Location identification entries
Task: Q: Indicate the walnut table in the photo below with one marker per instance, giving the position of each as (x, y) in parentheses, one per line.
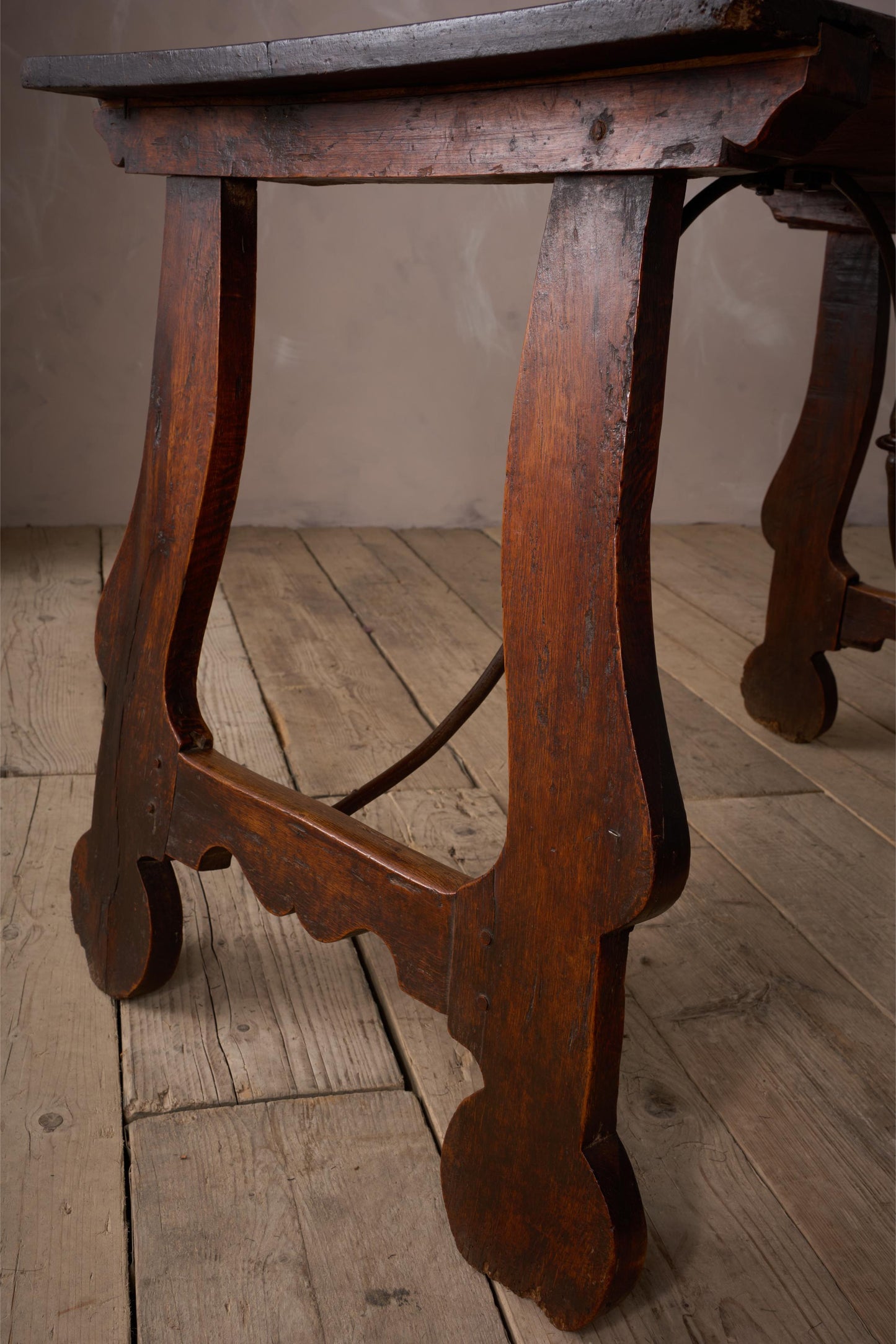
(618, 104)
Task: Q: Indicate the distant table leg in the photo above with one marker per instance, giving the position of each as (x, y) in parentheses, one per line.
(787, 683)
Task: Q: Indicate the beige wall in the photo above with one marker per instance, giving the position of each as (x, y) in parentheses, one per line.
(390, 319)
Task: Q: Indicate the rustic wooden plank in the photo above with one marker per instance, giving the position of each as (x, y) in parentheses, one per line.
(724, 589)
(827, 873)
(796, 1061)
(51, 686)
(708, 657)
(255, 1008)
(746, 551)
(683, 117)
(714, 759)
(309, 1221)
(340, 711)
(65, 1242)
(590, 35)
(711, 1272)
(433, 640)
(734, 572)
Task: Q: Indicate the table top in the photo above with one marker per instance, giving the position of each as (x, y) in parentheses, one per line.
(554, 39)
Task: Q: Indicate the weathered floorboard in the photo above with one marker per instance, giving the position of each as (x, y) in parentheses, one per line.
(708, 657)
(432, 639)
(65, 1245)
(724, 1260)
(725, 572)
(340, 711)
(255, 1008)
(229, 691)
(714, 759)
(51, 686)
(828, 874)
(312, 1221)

**Exercise**
Render every line of the records as a Markdown table with the columns Row and Line, numbering the rows and leaving out blank lines and the pictures.

**Exercise solution**
| Row | Line |
|---|---|
| 1 | Task: Q: Indicate the walnut table in the photo below with one marker per instance, giving the position of each as (x, y) in parentheses, one per line. |
| 2 | (618, 104) |
| 3 | Task: Q: Indicate the distant table leg in the photo above with one marker per instance, giving the position of each as (x, y) in parentheses, one per line. |
| 4 | (787, 683) |
| 5 | Task: Q: Indicate the beige wall in the photo above with one marker per instance, giving the position of each as (x, y) in parentheses, one per line. |
| 6 | (390, 319) |
| 7 | Task: Q: Indicate the rustic wooden plank in the photo above with one marker per instance, giving the position of each as (x, y) in parentheses, one per line. |
| 8 | (724, 589) |
| 9 | (827, 873) |
| 10 | (796, 1061) |
| 11 | (51, 686) |
| 12 | (708, 657) |
| 13 | (255, 1008) |
| 14 | (746, 551) |
| 15 | (683, 117) |
| 16 | (714, 759) |
| 17 | (309, 1221) |
| 18 | (340, 711) |
| 19 | (65, 1242) |
| 20 | (590, 35) |
| 21 | (711, 1272) |
| 22 | (433, 640) |
| 23 | (734, 572) |
| 24 | Task: Q: Indicate the table top in the photo above with one marker per instance, giving the position of each as (x, y) in parentheses, one per line. |
| 25 | (554, 39) |
| 26 | Task: Q: Indicate the weathered floorboard in the photo above with one marker per instance, giving the position of each as (x, y) in parentheses, one per line. |
| 27 | (708, 657) |
| 28 | (432, 639) |
| 29 | (65, 1245) |
| 30 | (724, 1260) |
| 31 | (725, 572) |
| 32 | (340, 711) |
| 33 | (255, 1008) |
| 34 | (229, 691) |
| 35 | (714, 759) |
| 36 | (51, 686) |
| 37 | (828, 874) |
| 38 | (312, 1221) |